● WHAT YOU SHOULD DO
Copy every line of the records from the line with "Query: cutting board edge" through the end of the records, offsetting each pixel coordinate in the answers by adding 146 to it. Leave the pictures out of your answer.

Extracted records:
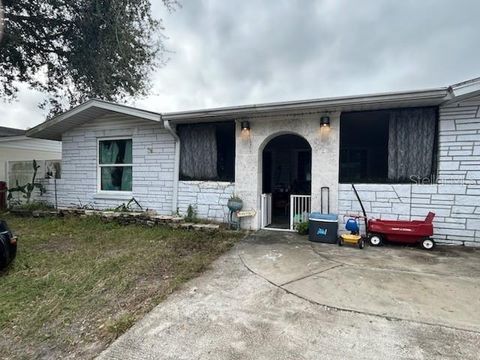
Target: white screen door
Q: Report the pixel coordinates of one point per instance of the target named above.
(266, 206)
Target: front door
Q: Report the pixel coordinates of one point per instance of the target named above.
(266, 207)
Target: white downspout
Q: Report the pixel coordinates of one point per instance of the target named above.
(176, 169)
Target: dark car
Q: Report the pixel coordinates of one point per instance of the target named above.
(8, 245)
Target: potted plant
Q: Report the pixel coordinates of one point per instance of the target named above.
(235, 203)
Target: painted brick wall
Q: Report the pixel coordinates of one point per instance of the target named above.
(210, 197)
(454, 196)
(153, 164)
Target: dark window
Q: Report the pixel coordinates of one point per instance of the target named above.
(387, 146)
(207, 151)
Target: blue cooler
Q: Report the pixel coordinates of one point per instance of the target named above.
(323, 227)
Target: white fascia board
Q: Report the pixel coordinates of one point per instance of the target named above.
(100, 104)
(439, 95)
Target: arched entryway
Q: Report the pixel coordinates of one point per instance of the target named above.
(286, 181)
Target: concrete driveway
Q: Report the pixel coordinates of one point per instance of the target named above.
(278, 296)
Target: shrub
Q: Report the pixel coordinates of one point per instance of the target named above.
(302, 228)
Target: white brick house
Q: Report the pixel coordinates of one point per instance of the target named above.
(280, 160)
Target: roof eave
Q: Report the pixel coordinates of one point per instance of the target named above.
(431, 96)
(41, 131)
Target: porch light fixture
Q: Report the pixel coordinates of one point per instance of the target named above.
(325, 121)
(245, 125)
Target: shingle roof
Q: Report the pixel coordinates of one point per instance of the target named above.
(4, 132)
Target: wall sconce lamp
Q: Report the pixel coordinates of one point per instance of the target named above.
(245, 125)
(325, 121)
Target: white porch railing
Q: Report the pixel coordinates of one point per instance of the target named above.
(300, 206)
(266, 207)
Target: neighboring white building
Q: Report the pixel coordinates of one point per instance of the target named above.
(15, 147)
(408, 152)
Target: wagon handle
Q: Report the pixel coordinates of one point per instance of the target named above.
(360, 201)
(355, 216)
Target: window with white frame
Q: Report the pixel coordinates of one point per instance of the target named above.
(115, 164)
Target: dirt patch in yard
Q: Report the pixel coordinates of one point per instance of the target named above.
(77, 284)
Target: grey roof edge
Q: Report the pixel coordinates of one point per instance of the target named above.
(102, 104)
(443, 93)
(438, 94)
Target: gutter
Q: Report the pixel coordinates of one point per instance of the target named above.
(176, 169)
(385, 99)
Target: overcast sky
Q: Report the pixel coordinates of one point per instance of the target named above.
(243, 52)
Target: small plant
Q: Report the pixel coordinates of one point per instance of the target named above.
(121, 324)
(235, 203)
(302, 228)
(28, 188)
(235, 197)
(191, 213)
(35, 205)
(80, 205)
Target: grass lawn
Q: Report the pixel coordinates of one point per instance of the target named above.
(78, 283)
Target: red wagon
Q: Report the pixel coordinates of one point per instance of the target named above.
(405, 232)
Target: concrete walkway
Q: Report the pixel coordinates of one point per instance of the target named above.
(278, 296)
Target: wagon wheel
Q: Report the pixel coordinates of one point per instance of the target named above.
(375, 239)
(427, 244)
(361, 243)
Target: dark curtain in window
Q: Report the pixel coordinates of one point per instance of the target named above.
(411, 143)
(198, 149)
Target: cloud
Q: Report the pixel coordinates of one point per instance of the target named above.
(232, 52)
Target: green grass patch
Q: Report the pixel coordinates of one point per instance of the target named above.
(78, 283)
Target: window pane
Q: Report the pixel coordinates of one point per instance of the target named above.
(116, 178)
(116, 151)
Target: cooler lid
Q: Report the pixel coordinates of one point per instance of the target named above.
(317, 216)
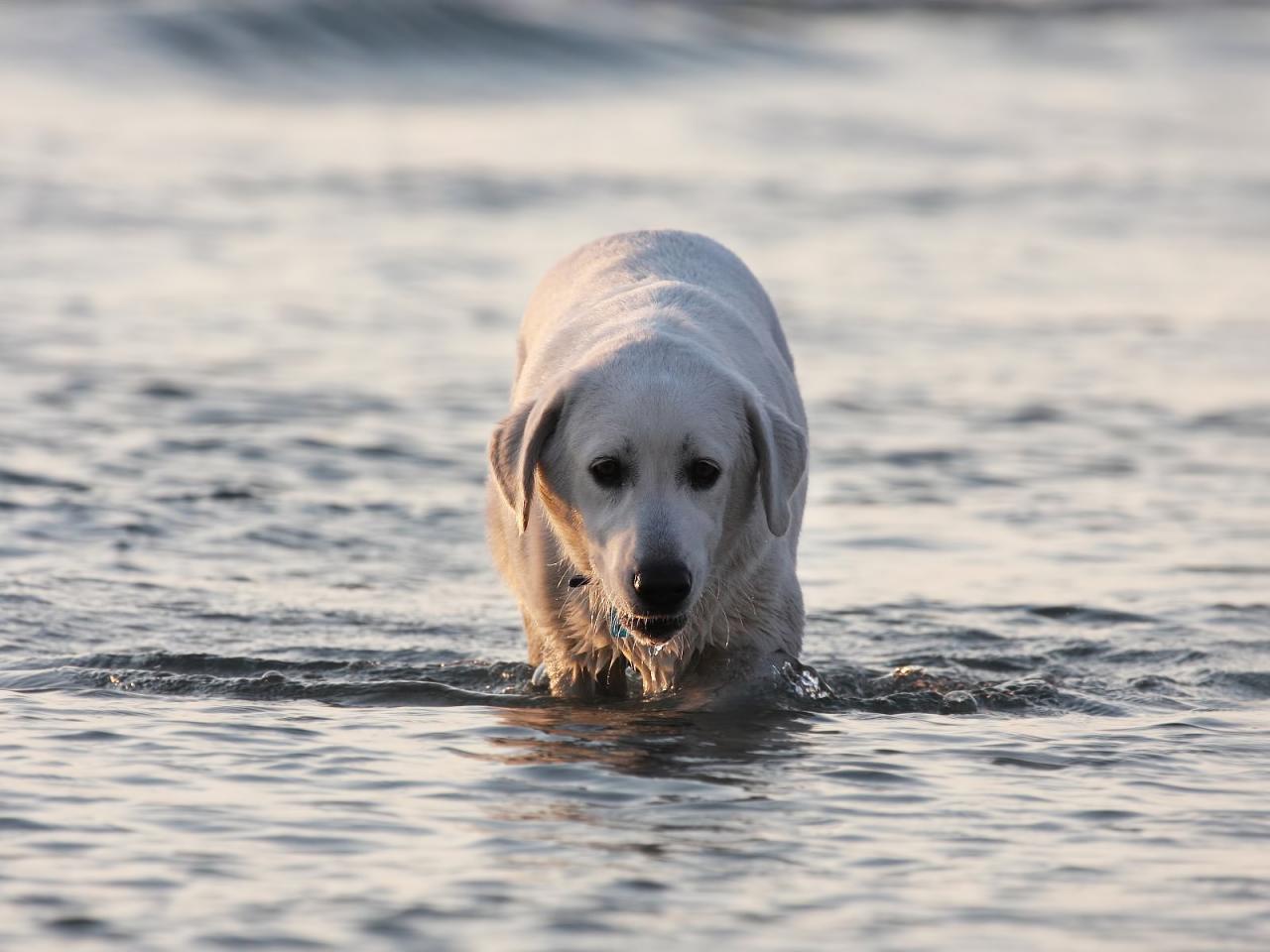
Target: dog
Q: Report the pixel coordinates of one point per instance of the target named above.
(647, 490)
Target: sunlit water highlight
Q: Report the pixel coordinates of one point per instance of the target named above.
(261, 271)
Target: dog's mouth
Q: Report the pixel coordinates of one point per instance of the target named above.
(654, 627)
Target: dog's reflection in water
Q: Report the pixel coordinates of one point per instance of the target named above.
(644, 739)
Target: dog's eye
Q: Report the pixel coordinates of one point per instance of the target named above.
(606, 472)
(702, 474)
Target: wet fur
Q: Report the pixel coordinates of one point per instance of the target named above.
(604, 321)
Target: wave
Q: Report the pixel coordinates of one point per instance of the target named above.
(484, 44)
(384, 680)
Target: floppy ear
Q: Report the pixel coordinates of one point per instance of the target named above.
(515, 449)
(780, 445)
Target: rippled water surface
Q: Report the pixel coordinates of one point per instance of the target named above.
(261, 272)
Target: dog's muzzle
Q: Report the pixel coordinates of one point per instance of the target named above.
(658, 627)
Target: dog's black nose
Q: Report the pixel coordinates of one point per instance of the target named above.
(662, 587)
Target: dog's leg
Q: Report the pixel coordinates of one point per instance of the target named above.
(532, 639)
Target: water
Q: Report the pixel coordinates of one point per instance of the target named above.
(261, 271)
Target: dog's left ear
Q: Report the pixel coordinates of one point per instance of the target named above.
(516, 445)
(780, 445)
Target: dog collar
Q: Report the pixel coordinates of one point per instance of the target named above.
(616, 630)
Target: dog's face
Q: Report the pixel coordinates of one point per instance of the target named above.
(652, 474)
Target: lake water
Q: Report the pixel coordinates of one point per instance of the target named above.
(261, 272)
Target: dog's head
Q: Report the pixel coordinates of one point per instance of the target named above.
(653, 467)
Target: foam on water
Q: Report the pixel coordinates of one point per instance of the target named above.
(261, 275)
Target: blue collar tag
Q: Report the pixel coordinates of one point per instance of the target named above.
(616, 630)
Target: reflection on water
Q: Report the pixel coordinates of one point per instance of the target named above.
(261, 276)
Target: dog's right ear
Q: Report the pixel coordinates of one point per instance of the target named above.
(515, 449)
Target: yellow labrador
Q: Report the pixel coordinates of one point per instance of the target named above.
(647, 490)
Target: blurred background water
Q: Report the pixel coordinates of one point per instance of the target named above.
(261, 272)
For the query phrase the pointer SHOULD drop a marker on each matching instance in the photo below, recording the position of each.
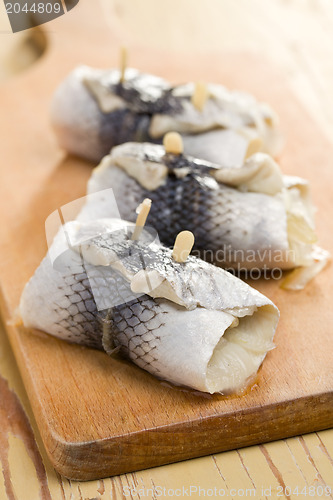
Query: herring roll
(190, 323)
(94, 110)
(249, 217)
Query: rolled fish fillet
(242, 218)
(92, 111)
(189, 323)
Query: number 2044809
(40, 8)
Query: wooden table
(297, 36)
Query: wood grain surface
(152, 422)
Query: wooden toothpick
(199, 96)
(144, 209)
(183, 246)
(173, 143)
(123, 63)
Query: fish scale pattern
(135, 327)
(95, 301)
(188, 203)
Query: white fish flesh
(192, 324)
(92, 111)
(242, 218)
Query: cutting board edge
(79, 460)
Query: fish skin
(170, 341)
(222, 218)
(84, 130)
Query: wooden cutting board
(100, 416)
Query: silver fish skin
(241, 223)
(190, 324)
(92, 111)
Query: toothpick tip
(173, 143)
(183, 246)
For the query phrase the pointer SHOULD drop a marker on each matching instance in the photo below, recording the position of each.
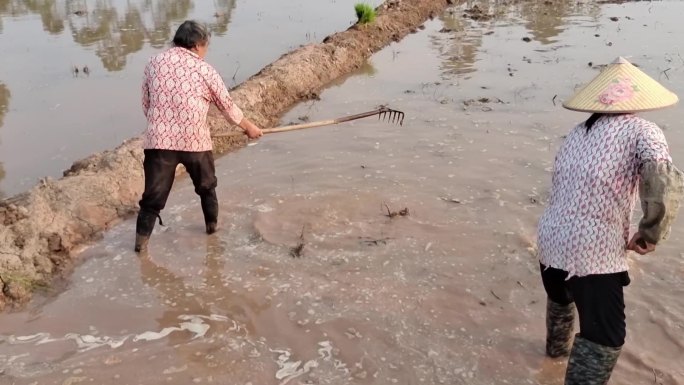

● RESPONSE TO THIS TASK
Query: cutting board edge
(225, 606)
Query: fish skin
(316, 487)
(368, 364)
(230, 276)
Query: wooden cutting board
(246, 562)
Query: silver fish skin
(387, 369)
(336, 470)
(238, 257)
Query: toothpick tip
(319, 289)
(329, 392)
For the query phrase the pointer SHOULD drop a marker on each matching instance in the photo below, recording the position of each.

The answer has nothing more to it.